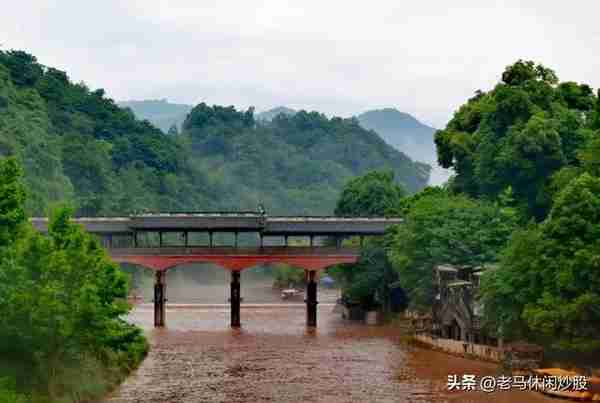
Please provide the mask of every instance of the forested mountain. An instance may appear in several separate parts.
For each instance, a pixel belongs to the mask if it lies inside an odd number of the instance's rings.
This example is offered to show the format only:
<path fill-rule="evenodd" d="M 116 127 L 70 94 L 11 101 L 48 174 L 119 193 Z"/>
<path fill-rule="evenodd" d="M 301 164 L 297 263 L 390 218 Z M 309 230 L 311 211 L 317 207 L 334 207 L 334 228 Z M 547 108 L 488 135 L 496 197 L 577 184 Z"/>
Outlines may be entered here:
<path fill-rule="evenodd" d="M 328 119 L 318 112 L 257 122 L 252 109 L 200 104 L 184 122 L 182 138 L 211 178 L 243 178 L 232 186 L 246 205 L 262 200 L 282 212 L 331 212 L 349 178 L 375 169 L 393 171 L 414 192 L 427 183 L 430 169 L 355 119 Z"/>
<path fill-rule="evenodd" d="M 169 133 L 173 126 L 177 130 L 181 129 L 185 117 L 193 107 L 186 104 L 172 104 L 166 99 L 124 101 L 119 102 L 119 106 L 131 109 L 136 117 L 150 121 L 165 133 Z"/>
<path fill-rule="evenodd" d="M 139 119 L 149 120 L 165 133 L 181 130 L 187 113 L 192 109 L 191 105 L 172 104 L 164 99 L 127 101 L 120 102 L 119 105 L 130 108 Z M 267 123 L 279 114 L 291 116 L 297 112 L 286 106 L 278 106 L 256 113 L 255 120 Z M 419 122 L 408 113 L 393 108 L 367 111 L 358 115 L 357 119 L 362 127 L 377 132 L 386 143 L 408 155 L 412 160 L 431 165 L 433 168 L 430 172 L 431 184 L 441 184 L 450 176 L 449 170 L 437 164 L 433 127 Z"/>
<path fill-rule="evenodd" d="M 271 121 L 283 113 L 293 115 L 294 109 L 278 106 L 258 113 L 257 120 Z M 412 115 L 394 108 L 374 109 L 356 117 L 362 127 L 375 131 L 386 143 L 408 155 L 415 161 L 425 162 L 432 167 L 430 183 L 442 184 L 450 177 L 451 171 L 438 165 L 433 137 L 436 129 L 421 123 Z"/>
<path fill-rule="evenodd" d="M 410 192 L 429 176 L 358 121 L 316 112 L 260 123 L 252 109 L 200 104 L 181 134 L 165 135 L 20 51 L 0 52 L 0 155 L 21 160 L 35 214 L 64 200 L 90 215 L 259 202 L 270 213 L 324 214 L 368 170 L 389 168 Z"/>

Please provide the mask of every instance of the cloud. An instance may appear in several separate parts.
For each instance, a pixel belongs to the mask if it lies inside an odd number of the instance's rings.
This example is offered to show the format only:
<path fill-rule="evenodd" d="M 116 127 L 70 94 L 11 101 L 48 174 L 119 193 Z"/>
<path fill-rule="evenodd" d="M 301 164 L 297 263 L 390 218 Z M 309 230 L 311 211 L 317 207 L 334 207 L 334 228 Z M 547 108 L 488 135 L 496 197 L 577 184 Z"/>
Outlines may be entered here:
<path fill-rule="evenodd" d="M 119 100 L 394 106 L 440 127 L 518 58 L 600 85 L 600 5 L 523 3 L 22 0 L 5 5 L 0 43 Z"/>

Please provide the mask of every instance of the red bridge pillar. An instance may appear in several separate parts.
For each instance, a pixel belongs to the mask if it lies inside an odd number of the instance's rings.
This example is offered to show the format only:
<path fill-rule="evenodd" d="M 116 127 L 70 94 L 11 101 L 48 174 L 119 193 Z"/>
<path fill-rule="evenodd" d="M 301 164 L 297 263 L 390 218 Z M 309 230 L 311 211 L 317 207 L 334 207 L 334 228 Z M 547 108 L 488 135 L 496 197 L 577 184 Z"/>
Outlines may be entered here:
<path fill-rule="evenodd" d="M 240 327 L 240 272 L 233 270 L 231 272 L 231 327 Z"/>
<path fill-rule="evenodd" d="M 163 327 L 165 325 L 166 291 L 167 273 L 159 270 L 156 272 L 154 283 L 154 327 Z"/>
<path fill-rule="evenodd" d="M 317 282 L 315 270 L 307 270 L 306 283 L 306 326 L 317 326 Z"/>

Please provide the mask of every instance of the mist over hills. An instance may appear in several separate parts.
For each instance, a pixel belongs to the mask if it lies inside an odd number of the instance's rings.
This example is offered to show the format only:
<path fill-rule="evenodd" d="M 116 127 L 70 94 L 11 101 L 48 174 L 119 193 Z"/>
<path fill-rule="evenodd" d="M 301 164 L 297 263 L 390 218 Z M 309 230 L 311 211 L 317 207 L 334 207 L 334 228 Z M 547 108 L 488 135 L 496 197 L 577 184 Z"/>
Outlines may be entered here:
<path fill-rule="evenodd" d="M 172 104 L 167 100 L 144 100 L 120 102 L 119 105 L 131 108 L 140 119 L 147 119 L 167 132 L 172 125 L 181 129 L 191 105 Z M 270 122 L 277 115 L 291 116 L 298 111 L 286 106 L 278 106 L 255 114 L 257 122 Z M 432 167 L 430 184 L 444 183 L 450 176 L 449 170 L 437 163 L 433 137 L 436 129 L 421 123 L 412 115 L 394 108 L 375 109 L 356 116 L 360 125 L 375 131 L 386 143 L 408 155 L 415 161 L 421 161 Z"/>
<path fill-rule="evenodd" d="M 434 143 L 436 129 L 421 123 L 414 116 L 394 108 L 376 109 L 357 116 L 361 126 L 377 132 L 386 143 L 412 159 L 432 167 L 429 182 L 439 185 L 448 180 L 451 171 L 440 167 Z"/>
<path fill-rule="evenodd" d="M 389 145 L 419 161 L 430 161 L 435 154 L 435 130 L 408 113 L 397 109 L 376 109 L 356 117 L 365 129 L 377 132 Z"/>

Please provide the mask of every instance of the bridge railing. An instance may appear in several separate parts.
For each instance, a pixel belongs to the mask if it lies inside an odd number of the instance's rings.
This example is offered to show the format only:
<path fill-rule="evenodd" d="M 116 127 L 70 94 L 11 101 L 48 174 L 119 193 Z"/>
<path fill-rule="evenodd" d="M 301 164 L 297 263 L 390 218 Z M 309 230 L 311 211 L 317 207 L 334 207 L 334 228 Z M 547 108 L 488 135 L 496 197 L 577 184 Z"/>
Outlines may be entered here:
<path fill-rule="evenodd" d="M 254 256 L 254 255 L 273 255 L 273 256 L 301 256 L 301 255 L 321 255 L 321 256 L 356 256 L 360 254 L 358 247 L 331 247 L 331 246 L 263 246 L 263 247 L 178 247 L 167 246 L 160 248 L 111 248 L 109 252 L 113 256 L 161 256 L 161 255 L 217 255 L 217 256 Z"/>

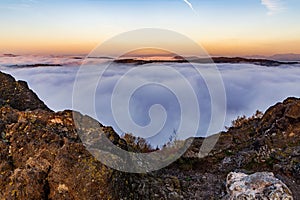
════════
TASK BRIEF :: Write the lines above out again exactly, excluding every picture.

TASK SOLUTION ::
Please provide the mask of every instance of the forested mountain. An instance may appear in several separate parts.
For each instance, a pixel belongs to the mask if it lies inside an odd number of the instance's rings.
This example is offered to show the format only:
<path fill-rule="evenodd" d="M 116 127 L 70 94 L 11 101 L 48 174 L 119 193 Z"/>
<path fill-rule="evenodd" d="M 301 164 L 297 263 L 390 218 Z M 309 230 L 311 211 L 317 207 L 334 207 L 334 228 Z M 547 108 L 488 135 L 496 197 L 577 184 Z"/>
Outlines may be entered here:
<path fill-rule="evenodd" d="M 328 119 L 318 112 L 257 122 L 252 109 L 200 104 L 184 122 L 182 138 L 211 178 L 243 178 L 232 186 L 246 205 L 262 200 L 282 212 L 331 212 L 349 178 L 375 169 L 393 171 L 414 192 L 427 183 L 430 169 L 355 119 Z"/>
<path fill-rule="evenodd" d="M 169 133 L 173 126 L 177 130 L 181 129 L 185 117 L 193 107 L 186 104 L 172 104 L 166 99 L 124 101 L 119 102 L 119 106 L 131 109 L 136 117 L 150 121 L 165 133 Z"/>
<path fill-rule="evenodd" d="M 139 119 L 149 120 L 165 133 L 181 130 L 187 113 L 192 109 L 191 105 L 172 104 L 164 99 L 127 101 L 120 102 L 119 105 L 130 108 Z M 267 123 L 279 114 L 291 116 L 297 112 L 286 106 L 278 106 L 256 113 L 255 120 Z M 419 122 L 408 113 L 393 108 L 367 111 L 358 115 L 357 119 L 362 127 L 377 132 L 386 143 L 408 155 L 412 160 L 431 165 L 433 168 L 430 172 L 431 184 L 441 184 L 450 176 L 449 170 L 437 164 L 433 127 Z"/>
<path fill-rule="evenodd" d="M 271 121 L 283 113 L 293 115 L 294 109 L 278 106 L 258 113 L 257 120 Z M 412 115 L 394 108 L 374 109 L 356 117 L 362 127 L 375 131 L 386 143 L 408 155 L 415 161 L 425 162 L 432 167 L 430 183 L 442 184 L 450 177 L 451 171 L 438 165 L 433 137 L 436 129 L 421 123 Z"/>
<path fill-rule="evenodd" d="M 410 192 L 429 176 L 358 121 L 316 112 L 260 123 L 252 109 L 200 104 L 181 134 L 165 135 L 20 51 L 0 52 L 0 155 L 21 160 L 35 214 L 64 200 L 90 215 L 259 202 L 270 213 L 324 214 L 368 170 L 389 168 Z"/>

Please provide the mask of every instance of the cloud. An instance may appear in several separate parts.
For each instance, a pixel belongs to the mask if it lies inside an odd number of the instance's rings.
This example is offered to show the format only:
<path fill-rule="evenodd" d="M 116 127 L 70 94 L 11 101 L 48 174 L 119 193 Z"/>
<path fill-rule="evenodd" d="M 301 164 L 297 263 L 390 218 Z M 309 230 L 311 211 L 317 207 L 334 207 L 334 228 Z M 547 108 L 488 135 L 496 197 L 577 184 Z"/>
Outlines may be entered here:
<path fill-rule="evenodd" d="M 119 100 L 394 106 L 440 127 L 518 58 L 600 85 L 600 5 L 523 3 L 22 0 L 5 5 L 0 43 Z"/>

Please provide the mask of every instance of the red bridge pillar. An instance may appear in several separate parts.
For each instance, a pixel belongs to the mask if it lies inside an odd number of the instance's rings.
This example is offered to show the format only:
<path fill-rule="evenodd" d="M 116 127 L 70 94 L 11 101 L 48 174 L 119 193 Z"/>
<path fill-rule="evenodd" d="M 301 164 L 297 263 L 390 218 Z M 309 230 L 311 211 L 317 207 L 334 207 L 334 228 Z M 547 108 L 488 135 L 496 197 L 577 184 Z"/>
Outlines may be entered here:
<path fill-rule="evenodd" d="M 240 327 L 240 272 L 233 270 L 231 272 L 231 327 Z"/>
<path fill-rule="evenodd" d="M 163 327 L 165 325 L 166 291 L 167 273 L 159 270 L 156 272 L 154 283 L 154 327 Z"/>
<path fill-rule="evenodd" d="M 317 282 L 315 270 L 307 270 L 306 283 L 306 326 L 317 326 Z"/>

Please provide the mask of every instance of the mist over hills. An instance may appear in several separate parts.
For each instance, a pixel belongs to the mask if it lies inside an odd number of the instance's rings.
This example is offered to show the format only:
<path fill-rule="evenodd" d="M 116 127 L 70 94 L 11 101 L 48 174 L 119 193 Z"/>
<path fill-rule="evenodd" d="M 301 164 L 297 263 L 390 218 Z M 309 230 L 311 211 L 317 207 L 334 207 L 334 228 Z M 547 108 L 488 135 L 496 197 L 577 184 Z"/>
Outlines may be entered here:
<path fill-rule="evenodd" d="M 172 104 L 167 100 L 144 100 L 120 102 L 119 105 L 131 108 L 140 119 L 147 119 L 167 132 L 172 125 L 181 129 L 191 105 Z M 270 122 L 277 115 L 291 116 L 298 111 L 286 106 L 278 106 L 255 114 L 257 122 Z M 432 167 L 430 184 L 444 183 L 450 176 L 449 170 L 437 163 L 433 137 L 436 129 L 421 123 L 412 115 L 394 108 L 375 109 L 356 116 L 360 125 L 375 131 L 386 143 L 408 155 L 415 161 L 421 161 Z"/>
<path fill-rule="evenodd" d="M 434 143 L 436 129 L 421 123 L 414 116 L 394 108 L 376 109 L 357 116 L 361 126 L 377 132 L 386 143 L 412 159 L 432 167 L 429 182 L 439 185 L 448 180 L 451 171 L 440 167 Z"/>
<path fill-rule="evenodd" d="M 389 145 L 419 161 L 430 161 L 435 154 L 435 130 L 408 113 L 397 109 L 376 109 L 356 117 L 365 129 L 377 132 Z"/>

Please provide the mask of every instance of the bridge railing. An instance may appear in several separate parts.
For each instance, a pixel belongs to the mask if it lies inside an odd number of the instance's rings.
This example is offered to show the format only:
<path fill-rule="evenodd" d="M 116 127 L 70 94 L 11 101 L 48 174 L 119 193 Z"/>
<path fill-rule="evenodd" d="M 301 164 L 297 263 L 390 218 Z M 309 230 L 311 211 L 317 207 L 334 207 L 334 228 Z M 547 108 L 488 135 L 496 197 L 577 184 Z"/>
Outlines may be entered here:
<path fill-rule="evenodd" d="M 254 256 L 254 255 L 273 255 L 273 256 L 301 256 L 301 255 L 321 255 L 321 256 L 356 256 L 360 254 L 358 247 L 331 247 L 331 246 L 263 246 L 263 247 L 178 247 L 167 246 L 160 248 L 111 248 L 109 252 L 113 256 L 161 256 L 161 255 L 217 255 L 217 256 Z"/>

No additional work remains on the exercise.